### TASK MATERIAL:
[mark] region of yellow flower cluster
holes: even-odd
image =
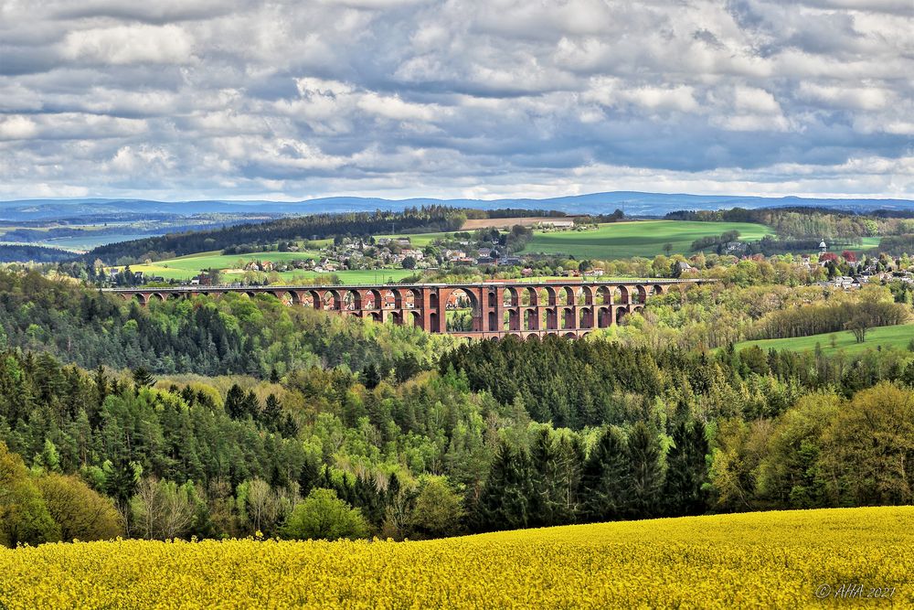
[[[869,597],[879,595],[879,599]],[[914,606],[914,508],[393,542],[116,540],[0,550],[0,607]]]

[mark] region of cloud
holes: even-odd
[[[177,26],[116,26],[70,32],[61,45],[68,59],[101,64],[188,63],[193,40]]]
[[[909,0],[0,4],[0,197],[914,195]]]

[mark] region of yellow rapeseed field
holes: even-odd
[[[845,508],[422,542],[0,550],[0,608],[901,608],[912,574],[914,508]]]

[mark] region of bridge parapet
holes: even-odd
[[[562,335],[580,337],[618,324],[643,308],[648,298],[715,280],[623,280],[608,282],[482,282],[472,284],[175,286],[106,288],[102,292],[137,299],[193,298],[229,293],[267,294],[291,305],[343,316],[415,326],[427,332],[496,337]],[[472,329],[449,327],[449,313],[469,309]]]

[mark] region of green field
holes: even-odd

### EXERCISE BRIEF:
Rewrite all of the items above with every "region" changed to "area" and everything else left as it is. Omit the pictures.

### THE ANSWER:
[mark] area of yellow flower cluster
holes: even-odd
image =
[[[869,597],[879,595],[879,599]],[[914,606],[914,508],[393,542],[116,540],[0,550],[0,607]]]

[mark] area of cloud
holes: even-odd
[[[177,26],[116,26],[70,32],[61,45],[68,59],[101,64],[188,63],[193,40]]]
[[[909,0],[0,4],[0,197],[914,195]]]

[mark] area of yellow rapeseed field
holes: even-odd
[[[845,508],[422,542],[0,550],[0,608],[901,608],[912,574],[914,508]]]

[mark] area of bridge parapet
holes: even-odd
[[[562,335],[580,337],[618,324],[643,308],[648,298],[715,280],[623,280],[608,282],[482,282],[472,284],[175,286],[106,288],[102,292],[137,299],[193,298],[229,293],[267,294],[291,305],[343,316],[415,326],[427,332],[496,337]],[[472,329],[449,327],[449,313],[469,309]]]

[mark] area of green field
holes: even-odd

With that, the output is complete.